• _YOUR OBJECTIVE_: Please set down each line of the material exactly.
━━━━━━━━━━
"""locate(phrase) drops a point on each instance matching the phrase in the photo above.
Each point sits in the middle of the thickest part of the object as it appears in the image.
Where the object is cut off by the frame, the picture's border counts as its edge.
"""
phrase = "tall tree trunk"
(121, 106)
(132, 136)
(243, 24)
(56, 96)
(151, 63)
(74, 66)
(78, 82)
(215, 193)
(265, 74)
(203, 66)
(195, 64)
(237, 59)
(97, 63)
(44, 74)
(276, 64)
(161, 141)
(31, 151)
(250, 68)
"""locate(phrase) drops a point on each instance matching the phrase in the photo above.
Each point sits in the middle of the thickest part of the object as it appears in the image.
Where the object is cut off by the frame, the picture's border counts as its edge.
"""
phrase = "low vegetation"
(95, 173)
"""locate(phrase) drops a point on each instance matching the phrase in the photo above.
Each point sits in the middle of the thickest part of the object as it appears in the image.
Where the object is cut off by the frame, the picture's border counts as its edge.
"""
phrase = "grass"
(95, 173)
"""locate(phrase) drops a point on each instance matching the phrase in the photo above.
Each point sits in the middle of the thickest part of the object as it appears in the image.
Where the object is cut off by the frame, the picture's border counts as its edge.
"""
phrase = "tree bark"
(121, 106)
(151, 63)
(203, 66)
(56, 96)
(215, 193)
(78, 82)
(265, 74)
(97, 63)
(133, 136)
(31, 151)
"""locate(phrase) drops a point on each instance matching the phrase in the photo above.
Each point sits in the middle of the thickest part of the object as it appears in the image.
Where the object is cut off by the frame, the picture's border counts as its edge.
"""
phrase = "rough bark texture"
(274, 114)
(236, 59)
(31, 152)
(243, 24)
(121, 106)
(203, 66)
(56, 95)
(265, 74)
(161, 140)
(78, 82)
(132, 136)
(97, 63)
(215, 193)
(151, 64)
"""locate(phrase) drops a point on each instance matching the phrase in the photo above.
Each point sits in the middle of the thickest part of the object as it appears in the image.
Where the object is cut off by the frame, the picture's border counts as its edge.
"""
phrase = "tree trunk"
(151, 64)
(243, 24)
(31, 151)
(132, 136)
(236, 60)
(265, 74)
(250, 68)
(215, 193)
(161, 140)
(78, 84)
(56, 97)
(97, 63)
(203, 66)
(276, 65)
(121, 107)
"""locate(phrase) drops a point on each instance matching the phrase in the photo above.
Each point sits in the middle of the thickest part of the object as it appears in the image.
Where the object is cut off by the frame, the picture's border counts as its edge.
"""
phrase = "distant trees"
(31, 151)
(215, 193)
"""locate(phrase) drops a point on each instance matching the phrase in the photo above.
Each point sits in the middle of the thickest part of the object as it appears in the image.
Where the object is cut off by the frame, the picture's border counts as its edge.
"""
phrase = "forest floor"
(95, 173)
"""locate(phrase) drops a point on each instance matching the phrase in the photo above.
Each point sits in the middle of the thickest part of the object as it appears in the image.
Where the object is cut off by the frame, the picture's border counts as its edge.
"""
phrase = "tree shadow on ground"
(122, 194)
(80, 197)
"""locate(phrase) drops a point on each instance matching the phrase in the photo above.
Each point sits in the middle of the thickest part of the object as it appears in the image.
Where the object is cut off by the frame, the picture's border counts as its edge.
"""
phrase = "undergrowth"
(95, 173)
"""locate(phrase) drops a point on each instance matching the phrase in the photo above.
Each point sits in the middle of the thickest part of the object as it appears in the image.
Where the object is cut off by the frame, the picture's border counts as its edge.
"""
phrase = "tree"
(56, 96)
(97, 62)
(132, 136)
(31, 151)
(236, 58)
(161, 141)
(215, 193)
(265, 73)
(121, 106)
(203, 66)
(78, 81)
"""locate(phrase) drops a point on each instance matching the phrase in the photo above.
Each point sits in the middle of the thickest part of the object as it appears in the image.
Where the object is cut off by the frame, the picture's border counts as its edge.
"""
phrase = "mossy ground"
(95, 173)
━━━━━━━━━━
• _ANSWER TO THIS PROBLEM_:
"""locate(phrase) drops a point on each instance matching the phrase in the photo above.
Each point sits in the middle of the thickest part of the object as it appears in the image.
Where the object is cut off by the frame, the picture's border counts as its edge.
"""
phrase = "tall tree trunk"
(121, 106)
(132, 136)
(243, 24)
(56, 96)
(151, 63)
(74, 66)
(78, 82)
(215, 193)
(265, 74)
(203, 66)
(195, 64)
(237, 59)
(97, 63)
(44, 74)
(276, 64)
(161, 141)
(31, 151)
(250, 68)
"""locate(phrase) drops a point on each instance matching the phrase in the photo above.
Each point sits in the middle of the thickest part of the object as it appears in the image.
Where the object is cut off by the frame, the picture's border counts as its edge.
"""
phrase = "low vegetation"
(95, 173)
"""locate(phrase) drops a point on each instance matching the phrase in the photo above.
Each point sits in the middle of the thickest part of the object as it appears in the image.
Where the object is cut off by the frame, the picture's border counts as its edge.
"""
phrase = "grass"
(95, 173)
"""locate(phrase) drops a point on each instance matching the phrase in the photo above.
Each point sits in the middle of the thickest part of the object as it appears in the image.
Where the object is cut off by the frame, the picture's border counts as its edge.
"""
phrase = "tree bark"
(121, 106)
(151, 63)
(203, 66)
(56, 96)
(215, 193)
(78, 82)
(265, 74)
(97, 63)
(133, 136)
(31, 151)
"""locate(phrase) drops a point on each instance matching the phrase in the photo above.
Each point sits in the middle of the thickest part of the object as it appears in the image.
Where the object is cut off by the frame, the picture's border counts as its edge.
"""
phrase = "rough bark texture"
(274, 114)
(236, 59)
(31, 152)
(243, 24)
(121, 106)
(203, 66)
(56, 95)
(265, 74)
(161, 140)
(78, 82)
(132, 136)
(97, 63)
(215, 193)
(151, 64)
"""locate(phrase) drops a point on each instance matching the phrase in the photo above.
Each point sits in the middle of the thickest part of the object as it appears in the image.
Where the object is cut off by the frame, the picture's border counts as its edge.
"""
phrase = "tree trunk"
(151, 64)
(243, 24)
(31, 151)
(132, 136)
(236, 60)
(265, 74)
(250, 68)
(215, 193)
(161, 140)
(78, 84)
(56, 97)
(97, 63)
(203, 66)
(276, 65)
(121, 107)
"""locate(phrase) drops a point on each instance matching the phrase in the photo above.
Each point sits in the middle of the thickest part of the object as it appears in the image.
Where the object is cut off by the frame, the picture's border counts as its edge.
"""
phrase = "distant trees"
(31, 151)
(215, 193)
"""locate(phrase) drops a point on each instance matching the phrase in the photo above.
Each point sits in the middle of the thickest part of the object as it appears in the image.
Where the object is cut off by the frame, the picture's border counts as its edge.
"""
phrase = "forest floor"
(95, 173)
"""locate(phrase) drops a point on each instance matching the phrase in the photo above.
Each point sits in the middle of the thickest part of the object as it appears in the image.
Where the object is cut off by the frame, the picture's border counts as its edge.
"""
phrase = "tree shadow on ground"
(122, 194)
(80, 197)
"""locate(phrase) drops a point on each instance matching the phrase in the photo above.
Each point sits in the middle of the thickest part of the object as it appears in the image.
Where the object is cut off by the frame, the picture's border counts as its edge.
"""
phrase = "undergrowth"
(95, 173)
"""locate(phrase) drops a point on each instance matching the phrase in the photo above.
Each point sits in the middle of the thickest part of the object as it appears in the image.
Where the object is cut off by the frame, the picture's border counts as its edge.
"""
phrase = "tree"
(56, 96)
(97, 62)
(132, 136)
(31, 151)
(236, 58)
(161, 141)
(215, 193)
(265, 73)
(121, 106)
(203, 66)
(78, 81)
"""locate(phrase) drops a point on each instance matching the phrase in the photo above.
Each point sits in the middle of the thickest part of the object as it appears in the image.
Where the object is cut off by the frame, the picture's border counts as its edge.
"""
phrase = "mossy ground"
(95, 173)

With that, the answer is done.